■ **INFORMATION GIVEN**:
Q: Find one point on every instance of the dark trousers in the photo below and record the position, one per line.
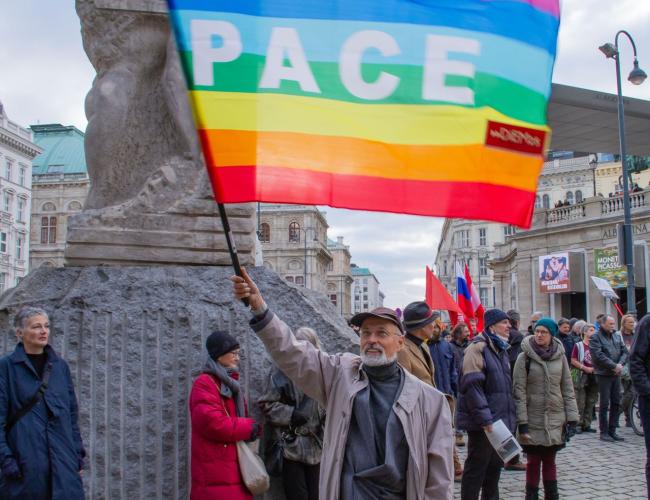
(628, 396)
(609, 390)
(644, 410)
(482, 469)
(300, 480)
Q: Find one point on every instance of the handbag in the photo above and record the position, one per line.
(275, 457)
(251, 466)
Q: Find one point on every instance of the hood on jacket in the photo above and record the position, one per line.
(528, 349)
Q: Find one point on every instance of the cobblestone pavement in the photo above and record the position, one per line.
(589, 469)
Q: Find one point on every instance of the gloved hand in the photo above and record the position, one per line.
(570, 430)
(299, 417)
(255, 432)
(10, 469)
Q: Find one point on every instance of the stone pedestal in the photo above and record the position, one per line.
(134, 339)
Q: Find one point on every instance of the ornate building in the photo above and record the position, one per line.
(295, 245)
(367, 295)
(17, 150)
(564, 178)
(60, 187)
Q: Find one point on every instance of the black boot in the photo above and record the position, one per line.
(550, 490)
(532, 492)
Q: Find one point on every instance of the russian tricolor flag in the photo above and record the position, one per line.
(468, 298)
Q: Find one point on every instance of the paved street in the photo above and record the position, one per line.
(589, 469)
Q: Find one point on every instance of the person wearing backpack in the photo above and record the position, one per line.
(485, 396)
(584, 380)
(547, 413)
(41, 452)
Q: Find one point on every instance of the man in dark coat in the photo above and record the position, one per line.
(514, 339)
(485, 396)
(640, 374)
(41, 454)
(567, 337)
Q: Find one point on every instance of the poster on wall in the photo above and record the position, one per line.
(608, 267)
(554, 273)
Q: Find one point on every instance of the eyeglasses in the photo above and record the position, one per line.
(383, 335)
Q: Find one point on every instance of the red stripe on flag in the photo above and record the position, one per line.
(467, 200)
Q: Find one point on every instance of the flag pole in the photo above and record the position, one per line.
(230, 240)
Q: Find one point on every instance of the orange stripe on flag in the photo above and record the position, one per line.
(351, 156)
(469, 200)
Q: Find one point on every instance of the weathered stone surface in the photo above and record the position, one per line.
(144, 160)
(134, 337)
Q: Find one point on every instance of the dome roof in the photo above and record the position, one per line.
(63, 150)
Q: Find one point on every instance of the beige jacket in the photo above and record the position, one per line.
(417, 362)
(334, 380)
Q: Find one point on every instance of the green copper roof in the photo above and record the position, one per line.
(63, 150)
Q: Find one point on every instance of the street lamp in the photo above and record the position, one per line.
(637, 76)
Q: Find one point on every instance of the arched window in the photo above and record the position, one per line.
(294, 232)
(265, 232)
(569, 197)
(48, 230)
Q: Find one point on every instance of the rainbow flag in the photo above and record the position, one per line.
(429, 107)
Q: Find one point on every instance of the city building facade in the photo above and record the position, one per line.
(367, 295)
(295, 245)
(565, 177)
(549, 268)
(60, 186)
(17, 151)
(339, 277)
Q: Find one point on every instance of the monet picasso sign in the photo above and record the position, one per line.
(608, 267)
(554, 273)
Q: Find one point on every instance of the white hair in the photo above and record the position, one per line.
(24, 313)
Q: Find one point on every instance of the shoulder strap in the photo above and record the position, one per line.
(13, 419)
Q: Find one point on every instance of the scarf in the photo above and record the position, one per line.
(544, 352)
(229, 386)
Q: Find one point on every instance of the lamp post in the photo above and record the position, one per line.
(637, 76)
(305, 231)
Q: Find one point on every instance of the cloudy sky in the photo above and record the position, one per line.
(45, 75)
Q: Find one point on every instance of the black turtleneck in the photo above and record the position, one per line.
(376, 453)
(38, 361)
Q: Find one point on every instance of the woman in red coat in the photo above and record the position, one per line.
(219, 420)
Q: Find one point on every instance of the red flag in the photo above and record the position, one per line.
(477, 308)
(438, 297)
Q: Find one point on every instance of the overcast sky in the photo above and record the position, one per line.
(45, 75)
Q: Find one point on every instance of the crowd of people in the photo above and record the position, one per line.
(386, 423)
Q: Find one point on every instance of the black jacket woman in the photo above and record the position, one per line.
(295, 440)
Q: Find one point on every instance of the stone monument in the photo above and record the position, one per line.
(150, 200)
(140, 292)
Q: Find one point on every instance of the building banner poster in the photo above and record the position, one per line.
(608, 267)
(554, 273)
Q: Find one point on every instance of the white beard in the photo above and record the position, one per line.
(377, 360)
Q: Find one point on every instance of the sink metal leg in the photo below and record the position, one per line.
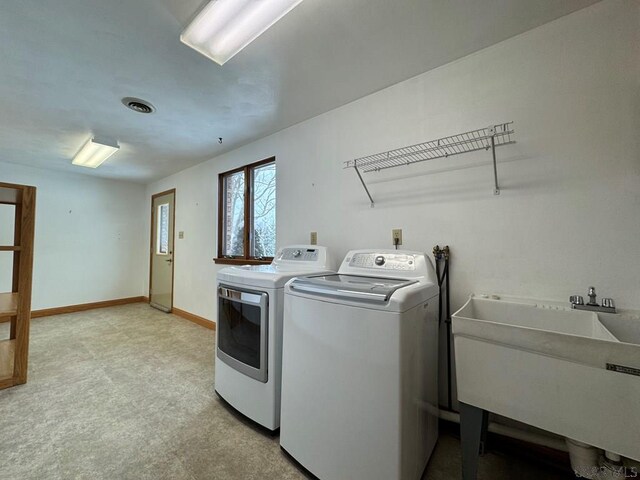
(473, 431)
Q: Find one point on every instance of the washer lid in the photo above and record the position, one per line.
(353, 287)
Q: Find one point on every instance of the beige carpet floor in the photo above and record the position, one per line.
(127, 393)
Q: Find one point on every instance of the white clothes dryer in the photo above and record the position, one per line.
(249, 330)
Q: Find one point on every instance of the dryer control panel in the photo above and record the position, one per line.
(299, 254)
(382, 261)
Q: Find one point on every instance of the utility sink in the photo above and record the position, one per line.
(574, 373)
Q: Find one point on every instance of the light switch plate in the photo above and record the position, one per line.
(396, 233)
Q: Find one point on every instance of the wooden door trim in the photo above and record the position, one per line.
(173, 239)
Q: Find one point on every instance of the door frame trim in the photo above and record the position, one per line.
(173, 239)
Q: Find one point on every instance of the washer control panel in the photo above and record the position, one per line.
(383, 261)
(299, 254)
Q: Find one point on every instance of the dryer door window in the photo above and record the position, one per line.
(243, 320)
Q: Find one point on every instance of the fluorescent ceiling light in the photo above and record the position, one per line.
(94, 152)
(224, 27)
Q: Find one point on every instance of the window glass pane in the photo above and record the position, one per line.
(233, 215)
(263, 210)
(163, 229)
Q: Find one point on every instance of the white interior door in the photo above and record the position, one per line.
(161, 278)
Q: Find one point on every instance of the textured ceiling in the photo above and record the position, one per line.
(65, 65)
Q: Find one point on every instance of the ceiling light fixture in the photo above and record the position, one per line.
(224, 27)
(94, 153)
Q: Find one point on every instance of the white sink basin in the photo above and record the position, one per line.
(546, 365)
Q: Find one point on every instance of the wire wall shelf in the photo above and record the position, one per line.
(481, 139)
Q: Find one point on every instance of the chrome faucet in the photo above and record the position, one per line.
(577, 302)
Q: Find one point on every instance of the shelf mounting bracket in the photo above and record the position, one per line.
(364, 185)
(492, 132)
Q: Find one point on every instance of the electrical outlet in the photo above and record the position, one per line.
(396, 236)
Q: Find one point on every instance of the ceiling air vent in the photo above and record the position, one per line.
(138, 105)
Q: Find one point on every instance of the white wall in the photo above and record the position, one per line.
(567, 217)
(89, 243)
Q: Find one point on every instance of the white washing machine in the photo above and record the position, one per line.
(249, 330)
(360, 368)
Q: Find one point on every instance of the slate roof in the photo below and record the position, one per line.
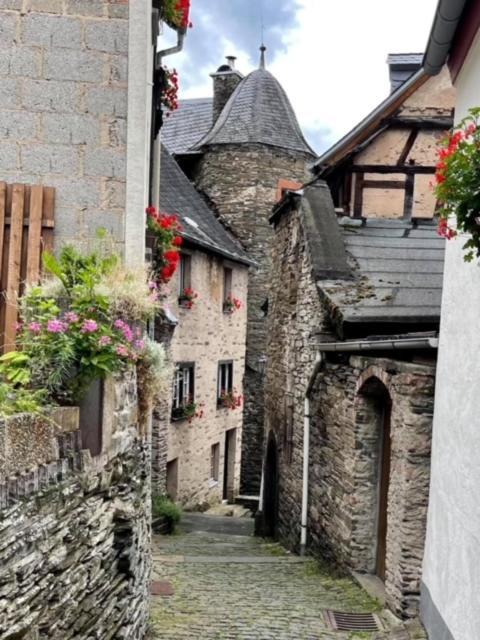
(200, 226)
(402, 66)
(398, 270)
(187, 125)
(258, 111)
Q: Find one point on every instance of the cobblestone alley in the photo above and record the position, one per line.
(228, 585)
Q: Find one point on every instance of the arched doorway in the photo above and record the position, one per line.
(270, 488)
(376, 411)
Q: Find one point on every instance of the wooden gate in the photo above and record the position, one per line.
(26, 229)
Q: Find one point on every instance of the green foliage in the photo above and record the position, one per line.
(458, 183)
(78, 328)
(164, 507)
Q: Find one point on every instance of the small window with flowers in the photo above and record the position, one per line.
(184, 406)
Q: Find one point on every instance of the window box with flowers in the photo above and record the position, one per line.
(187, 298)
(176, 13)
(229, 400)
(458, 184)
(231, 304)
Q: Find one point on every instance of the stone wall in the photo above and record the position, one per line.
(205, 335)
(75, 538)
(345, 434)
(241, 182)
(63, 111)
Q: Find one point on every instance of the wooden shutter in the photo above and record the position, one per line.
(26, 229)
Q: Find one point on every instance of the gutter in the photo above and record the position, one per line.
(157, 144)
(346, 347)
(306, 452)
(376, 114)
(394, 344)
(447, 18)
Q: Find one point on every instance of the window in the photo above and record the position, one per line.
(225, 380)
(215, 462)
(227, 283)
(185, 281)
(183, 390)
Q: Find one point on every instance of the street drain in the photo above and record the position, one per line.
(341, 621)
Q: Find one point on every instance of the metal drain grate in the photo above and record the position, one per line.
(341, 621)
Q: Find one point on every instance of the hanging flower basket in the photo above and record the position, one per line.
(458, 184)
(231, 305)
(176, 13)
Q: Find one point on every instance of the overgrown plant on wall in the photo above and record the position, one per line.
(176, 13)
(231, 304)
(86, 321)
(457, 184)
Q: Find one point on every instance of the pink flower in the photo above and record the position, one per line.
(35, 327)
(56, 326)
(89, 326)
(122, 351)
(71, 317)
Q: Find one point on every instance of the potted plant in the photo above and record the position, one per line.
(231, 304)
(188, 411)
(458, 184)
(230, 400)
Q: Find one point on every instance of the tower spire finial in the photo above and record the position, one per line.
(263, 48)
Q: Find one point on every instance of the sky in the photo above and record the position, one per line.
(329, 55)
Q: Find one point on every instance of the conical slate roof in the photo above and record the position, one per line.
(258, 111)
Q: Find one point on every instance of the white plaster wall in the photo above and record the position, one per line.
(206, 336)
(452, 556)
(140, 68)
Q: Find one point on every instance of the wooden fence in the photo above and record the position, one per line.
(26, 229)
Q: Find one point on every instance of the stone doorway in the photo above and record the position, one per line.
(172, 478)
(374, 415)
(229, 465)
(270, 489)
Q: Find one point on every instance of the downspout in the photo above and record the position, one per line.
(157, 144)
(306, 452)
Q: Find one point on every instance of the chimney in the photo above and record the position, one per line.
(225, 80)
(401, 67)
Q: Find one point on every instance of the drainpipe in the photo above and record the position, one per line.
(306, 452)
(157, 145)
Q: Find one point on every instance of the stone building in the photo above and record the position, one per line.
(75, 118)
(200, 462)
(241, 148)
(354, 315)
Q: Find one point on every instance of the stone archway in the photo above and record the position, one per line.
(374, 410)
(270, 488)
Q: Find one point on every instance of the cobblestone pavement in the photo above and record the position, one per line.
(229, 585)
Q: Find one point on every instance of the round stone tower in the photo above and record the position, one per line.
(254, 146)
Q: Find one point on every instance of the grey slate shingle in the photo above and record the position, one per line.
(187, 125)
(258, 111)
(200, 226)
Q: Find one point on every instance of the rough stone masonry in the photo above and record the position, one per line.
(63, 107)
(75, 538)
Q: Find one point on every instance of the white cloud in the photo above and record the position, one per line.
(334, 64)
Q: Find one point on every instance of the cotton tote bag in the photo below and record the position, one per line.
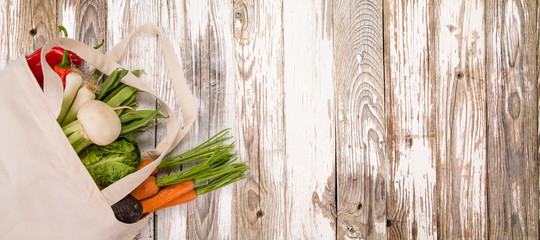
(45, 191)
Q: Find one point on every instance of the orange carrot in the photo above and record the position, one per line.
(147, 189)
(193, 193)
(166, 194)
(146, 162)
(184, 198)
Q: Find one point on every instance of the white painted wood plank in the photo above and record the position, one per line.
(411, 206)
(123, 17)
(458, 60)
(361, 135)
(309, 120)
(4, 33)
(259, 61)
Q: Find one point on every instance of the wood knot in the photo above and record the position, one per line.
(514, 105)
(32, 31)
(260, 214)
(408, 141)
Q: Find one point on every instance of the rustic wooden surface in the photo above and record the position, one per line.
(370, 119)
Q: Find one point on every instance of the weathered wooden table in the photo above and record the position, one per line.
(360, 119)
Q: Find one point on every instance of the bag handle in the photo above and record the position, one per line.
(176, 71)
(53, 94)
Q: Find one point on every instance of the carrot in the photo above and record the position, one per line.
(184, 198)
(166, 194)
(147, 189)
(146, 162)
(224, 180)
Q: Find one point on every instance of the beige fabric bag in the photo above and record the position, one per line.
(46, 193)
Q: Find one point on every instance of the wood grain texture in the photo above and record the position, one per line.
(43, 21)
(309, 120)
(360, 129)
(123, 17)
(259, 59)
(17, 28)
(208, 47)
(4, 42)
(512, 38)
(410, 107)
(457, 57)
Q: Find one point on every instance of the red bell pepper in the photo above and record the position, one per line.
(58, 58)
(64, 67)
(53, 58)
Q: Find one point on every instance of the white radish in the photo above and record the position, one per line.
(73, 83)
(84, 95)
(97, 123)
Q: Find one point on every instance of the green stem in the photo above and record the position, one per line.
(210, 168)
(100, 44)
(202, 152)
(221, 182)
(76, 137)
(65, 61)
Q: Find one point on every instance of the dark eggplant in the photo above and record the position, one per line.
(128, 210)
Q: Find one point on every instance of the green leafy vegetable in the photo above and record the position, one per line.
(108, 164)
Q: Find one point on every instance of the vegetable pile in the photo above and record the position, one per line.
(98, 116)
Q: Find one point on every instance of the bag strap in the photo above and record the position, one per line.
(53, 94)
(174, 65)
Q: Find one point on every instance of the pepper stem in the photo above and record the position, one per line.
(100, 44)
(65, 61)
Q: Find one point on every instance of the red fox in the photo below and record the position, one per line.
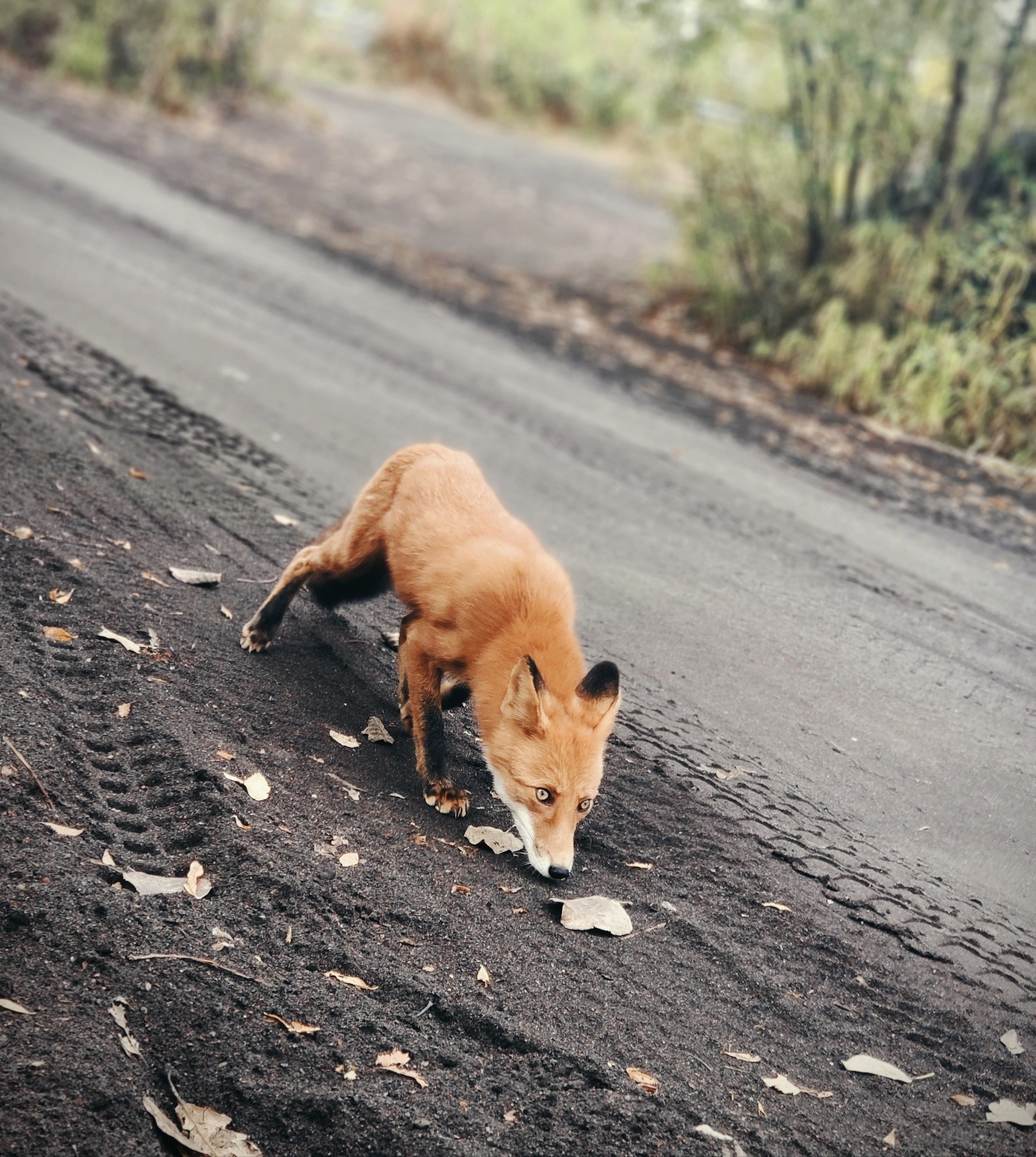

■ **STATED TASK**: Extract each line of the listing above that contains the string "building". Treat the match as case-sensitive.

■ **EXPECTED ANSWER**:
Q: Find one point on every instance of the ornate building in the photo above and record the position, one per line.
Q: Find one point on every instance of the city building facade in the photo above and record the position, one per line.
Q: Find one point on every instance of the building banner poster in the photo above and record the position, one per line.
Q: Find one point on every instance of the stone building in the photo above and record the position, one per line.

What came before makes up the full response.